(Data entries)
_ _ _

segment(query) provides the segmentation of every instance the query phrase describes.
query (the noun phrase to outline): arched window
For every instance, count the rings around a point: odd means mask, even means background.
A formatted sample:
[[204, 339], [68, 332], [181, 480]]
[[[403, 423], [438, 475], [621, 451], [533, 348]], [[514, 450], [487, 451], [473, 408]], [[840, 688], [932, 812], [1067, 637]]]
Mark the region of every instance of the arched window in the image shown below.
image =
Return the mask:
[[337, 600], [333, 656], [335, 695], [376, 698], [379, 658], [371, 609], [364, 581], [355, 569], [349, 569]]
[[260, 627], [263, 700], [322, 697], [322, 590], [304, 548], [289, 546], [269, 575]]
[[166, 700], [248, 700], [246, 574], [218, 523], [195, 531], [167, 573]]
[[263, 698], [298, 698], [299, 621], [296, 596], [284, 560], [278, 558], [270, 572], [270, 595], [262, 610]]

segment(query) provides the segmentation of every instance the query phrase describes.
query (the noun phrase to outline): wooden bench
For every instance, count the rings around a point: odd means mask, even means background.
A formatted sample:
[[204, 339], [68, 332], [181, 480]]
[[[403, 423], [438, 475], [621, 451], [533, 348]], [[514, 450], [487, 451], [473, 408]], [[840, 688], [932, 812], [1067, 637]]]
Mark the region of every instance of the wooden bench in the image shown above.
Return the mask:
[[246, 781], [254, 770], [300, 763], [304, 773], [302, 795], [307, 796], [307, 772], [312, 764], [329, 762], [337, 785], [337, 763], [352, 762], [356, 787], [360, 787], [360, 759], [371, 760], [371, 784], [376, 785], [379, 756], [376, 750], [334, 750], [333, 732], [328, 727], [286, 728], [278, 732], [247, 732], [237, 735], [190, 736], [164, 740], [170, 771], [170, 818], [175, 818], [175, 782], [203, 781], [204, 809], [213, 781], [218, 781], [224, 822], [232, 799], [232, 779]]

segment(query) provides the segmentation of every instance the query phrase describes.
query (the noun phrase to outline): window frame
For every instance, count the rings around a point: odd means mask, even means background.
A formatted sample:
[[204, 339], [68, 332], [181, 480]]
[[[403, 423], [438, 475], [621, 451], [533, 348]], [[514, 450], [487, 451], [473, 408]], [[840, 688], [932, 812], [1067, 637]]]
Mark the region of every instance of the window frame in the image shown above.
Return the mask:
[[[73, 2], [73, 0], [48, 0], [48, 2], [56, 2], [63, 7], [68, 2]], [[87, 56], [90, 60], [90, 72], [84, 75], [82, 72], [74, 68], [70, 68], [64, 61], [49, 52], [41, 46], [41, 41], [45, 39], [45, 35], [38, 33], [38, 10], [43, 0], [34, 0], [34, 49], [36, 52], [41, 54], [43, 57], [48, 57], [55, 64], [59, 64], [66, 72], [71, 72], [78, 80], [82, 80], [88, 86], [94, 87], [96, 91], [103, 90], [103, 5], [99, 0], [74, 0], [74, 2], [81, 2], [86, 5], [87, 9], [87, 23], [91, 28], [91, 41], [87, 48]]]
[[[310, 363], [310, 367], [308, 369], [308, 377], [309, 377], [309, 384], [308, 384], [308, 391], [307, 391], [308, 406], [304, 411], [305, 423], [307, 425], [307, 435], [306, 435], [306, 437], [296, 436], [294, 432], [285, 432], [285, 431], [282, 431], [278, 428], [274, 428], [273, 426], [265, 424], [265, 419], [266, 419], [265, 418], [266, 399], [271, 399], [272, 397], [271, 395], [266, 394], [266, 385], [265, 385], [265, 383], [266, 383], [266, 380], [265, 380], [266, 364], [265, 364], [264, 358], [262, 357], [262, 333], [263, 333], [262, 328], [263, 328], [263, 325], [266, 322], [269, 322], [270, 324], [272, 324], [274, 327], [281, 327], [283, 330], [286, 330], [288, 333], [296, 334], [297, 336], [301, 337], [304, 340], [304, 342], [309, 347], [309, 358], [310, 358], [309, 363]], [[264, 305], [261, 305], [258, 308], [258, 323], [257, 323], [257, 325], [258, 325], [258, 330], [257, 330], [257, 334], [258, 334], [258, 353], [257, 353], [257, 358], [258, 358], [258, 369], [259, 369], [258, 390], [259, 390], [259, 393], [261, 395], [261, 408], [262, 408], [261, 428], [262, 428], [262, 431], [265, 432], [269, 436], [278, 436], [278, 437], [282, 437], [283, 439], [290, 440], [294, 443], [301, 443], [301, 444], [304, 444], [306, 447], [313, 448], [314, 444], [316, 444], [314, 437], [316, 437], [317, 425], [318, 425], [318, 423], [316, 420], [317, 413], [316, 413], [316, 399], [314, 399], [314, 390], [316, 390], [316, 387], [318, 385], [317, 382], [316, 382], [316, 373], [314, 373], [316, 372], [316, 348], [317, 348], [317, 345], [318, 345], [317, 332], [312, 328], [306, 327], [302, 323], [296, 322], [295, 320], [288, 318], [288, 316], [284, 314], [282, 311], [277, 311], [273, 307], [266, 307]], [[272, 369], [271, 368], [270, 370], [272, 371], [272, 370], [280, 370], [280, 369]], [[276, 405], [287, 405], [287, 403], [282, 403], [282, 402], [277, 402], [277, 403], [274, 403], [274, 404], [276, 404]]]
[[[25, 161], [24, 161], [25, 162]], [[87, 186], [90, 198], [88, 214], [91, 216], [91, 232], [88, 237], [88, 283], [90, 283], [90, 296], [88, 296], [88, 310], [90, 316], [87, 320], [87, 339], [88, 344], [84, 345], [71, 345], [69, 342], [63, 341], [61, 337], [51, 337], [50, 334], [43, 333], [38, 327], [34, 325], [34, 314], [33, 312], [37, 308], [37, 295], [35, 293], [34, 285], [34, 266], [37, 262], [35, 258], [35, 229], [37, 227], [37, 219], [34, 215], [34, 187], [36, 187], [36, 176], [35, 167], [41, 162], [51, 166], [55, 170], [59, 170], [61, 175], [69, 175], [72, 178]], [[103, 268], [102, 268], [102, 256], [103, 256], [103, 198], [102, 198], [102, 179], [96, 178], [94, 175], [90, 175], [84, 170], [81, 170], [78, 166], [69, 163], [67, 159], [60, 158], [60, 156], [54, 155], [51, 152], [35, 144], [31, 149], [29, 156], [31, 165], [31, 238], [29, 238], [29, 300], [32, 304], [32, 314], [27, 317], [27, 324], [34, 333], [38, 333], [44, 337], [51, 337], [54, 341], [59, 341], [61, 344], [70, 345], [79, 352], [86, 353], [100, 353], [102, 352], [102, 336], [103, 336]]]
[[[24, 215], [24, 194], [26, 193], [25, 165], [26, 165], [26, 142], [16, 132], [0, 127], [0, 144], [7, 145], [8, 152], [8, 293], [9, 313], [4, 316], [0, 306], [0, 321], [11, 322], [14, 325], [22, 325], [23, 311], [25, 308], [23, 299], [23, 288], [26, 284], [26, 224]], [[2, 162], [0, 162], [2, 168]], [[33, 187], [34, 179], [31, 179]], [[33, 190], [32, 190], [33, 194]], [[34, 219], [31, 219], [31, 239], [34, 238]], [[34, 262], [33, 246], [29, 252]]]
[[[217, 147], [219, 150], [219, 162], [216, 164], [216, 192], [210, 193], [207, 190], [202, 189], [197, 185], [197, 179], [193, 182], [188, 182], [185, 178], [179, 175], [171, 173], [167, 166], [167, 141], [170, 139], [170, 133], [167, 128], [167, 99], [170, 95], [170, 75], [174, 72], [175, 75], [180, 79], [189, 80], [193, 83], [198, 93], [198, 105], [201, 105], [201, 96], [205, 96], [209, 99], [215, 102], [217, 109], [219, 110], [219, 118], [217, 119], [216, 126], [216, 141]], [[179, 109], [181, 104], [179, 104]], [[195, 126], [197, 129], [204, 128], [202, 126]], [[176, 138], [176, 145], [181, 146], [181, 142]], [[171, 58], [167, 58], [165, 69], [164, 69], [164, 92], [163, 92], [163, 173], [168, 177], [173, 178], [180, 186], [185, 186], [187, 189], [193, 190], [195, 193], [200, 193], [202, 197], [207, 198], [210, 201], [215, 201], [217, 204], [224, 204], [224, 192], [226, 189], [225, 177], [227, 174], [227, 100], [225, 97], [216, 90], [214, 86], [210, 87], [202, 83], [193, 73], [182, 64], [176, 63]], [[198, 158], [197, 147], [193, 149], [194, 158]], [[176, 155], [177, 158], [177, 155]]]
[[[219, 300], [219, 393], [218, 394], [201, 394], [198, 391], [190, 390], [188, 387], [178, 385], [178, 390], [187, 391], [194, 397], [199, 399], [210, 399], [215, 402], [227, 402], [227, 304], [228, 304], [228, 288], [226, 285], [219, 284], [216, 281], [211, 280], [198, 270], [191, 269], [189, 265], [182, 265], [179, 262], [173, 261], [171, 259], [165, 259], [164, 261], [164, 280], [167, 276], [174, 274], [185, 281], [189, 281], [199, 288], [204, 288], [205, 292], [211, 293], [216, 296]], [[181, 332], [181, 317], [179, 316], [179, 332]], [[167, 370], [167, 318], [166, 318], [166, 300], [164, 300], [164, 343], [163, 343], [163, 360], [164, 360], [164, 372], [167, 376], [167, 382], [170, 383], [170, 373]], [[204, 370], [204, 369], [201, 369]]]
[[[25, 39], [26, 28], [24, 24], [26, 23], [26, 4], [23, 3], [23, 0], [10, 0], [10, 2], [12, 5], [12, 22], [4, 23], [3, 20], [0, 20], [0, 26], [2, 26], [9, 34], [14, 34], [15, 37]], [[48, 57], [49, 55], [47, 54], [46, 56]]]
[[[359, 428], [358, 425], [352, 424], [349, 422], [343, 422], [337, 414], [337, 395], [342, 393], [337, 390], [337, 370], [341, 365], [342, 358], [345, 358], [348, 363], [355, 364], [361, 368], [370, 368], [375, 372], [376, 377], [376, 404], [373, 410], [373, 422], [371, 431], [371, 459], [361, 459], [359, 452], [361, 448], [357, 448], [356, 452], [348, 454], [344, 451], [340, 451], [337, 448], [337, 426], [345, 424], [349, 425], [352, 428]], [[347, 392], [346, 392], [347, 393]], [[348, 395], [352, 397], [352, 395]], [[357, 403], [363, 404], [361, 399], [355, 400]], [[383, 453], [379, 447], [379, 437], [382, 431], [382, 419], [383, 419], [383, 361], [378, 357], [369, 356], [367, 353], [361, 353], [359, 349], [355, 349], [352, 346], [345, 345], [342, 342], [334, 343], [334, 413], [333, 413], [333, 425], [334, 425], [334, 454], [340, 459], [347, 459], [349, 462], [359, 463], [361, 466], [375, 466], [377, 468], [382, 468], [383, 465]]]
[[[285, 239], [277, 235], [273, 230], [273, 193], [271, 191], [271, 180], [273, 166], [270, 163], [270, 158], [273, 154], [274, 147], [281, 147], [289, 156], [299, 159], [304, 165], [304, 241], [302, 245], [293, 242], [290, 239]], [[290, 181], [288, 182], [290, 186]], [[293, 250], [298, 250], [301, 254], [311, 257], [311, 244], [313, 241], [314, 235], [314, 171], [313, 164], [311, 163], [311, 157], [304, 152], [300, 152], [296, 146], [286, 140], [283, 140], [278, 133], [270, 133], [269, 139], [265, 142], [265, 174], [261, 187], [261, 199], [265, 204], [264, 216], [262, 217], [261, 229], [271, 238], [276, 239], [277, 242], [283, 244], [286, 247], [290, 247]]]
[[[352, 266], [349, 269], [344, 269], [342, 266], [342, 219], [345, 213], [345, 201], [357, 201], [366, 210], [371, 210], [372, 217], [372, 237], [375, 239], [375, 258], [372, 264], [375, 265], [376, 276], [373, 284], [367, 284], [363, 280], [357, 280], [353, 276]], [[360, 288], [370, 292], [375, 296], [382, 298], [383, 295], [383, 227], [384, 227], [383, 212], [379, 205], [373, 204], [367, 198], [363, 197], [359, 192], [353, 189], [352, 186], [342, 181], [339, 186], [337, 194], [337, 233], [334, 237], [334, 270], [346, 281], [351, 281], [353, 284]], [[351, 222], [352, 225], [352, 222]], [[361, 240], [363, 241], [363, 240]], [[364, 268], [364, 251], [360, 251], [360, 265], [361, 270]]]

_ _ _

• CHALLENGE
Write out verbatim every line from the beginning of the records down to and including the line that contains "595], [262, 610]]".

• SOLUTION TO THE PROBLEM
segment(query) provides the segmentation of every instance the query phrase describes.
query (the noun phrase to outline): arched window
For every instance, count the rings around a point: odd means mask, even means background.
A formatted sample:
[[204, 339], [68, 332], [181, 480]]
[[[403, 423], [438, 475], [621, 451], [533, 348]], [[514, 450], [487, 451], [473, 408]], [[840, 688], [932, 812], [1067, 637]]]
Mark the region of every instance of the arched window in the image shown below.
image =
Return the mask:
[[337, 600], [333, 656], [335, 695], [376, 698], [379, 658], [371, 609], [364, 581], [355, 569], [349, 569]]
[[260, 627], [263, 700], [322, 697], [322, 590], [304, 548], [289, 546], [269, 575]]
[[166, 700], [248, 700], [246, 574], [218, 523], [195, 531], [167, 573]]
[[263, 698], [298, 698], [299, 621], [296, 596], [284, 560], [278, 558], [270, 572], [270, 595], [262, 610]]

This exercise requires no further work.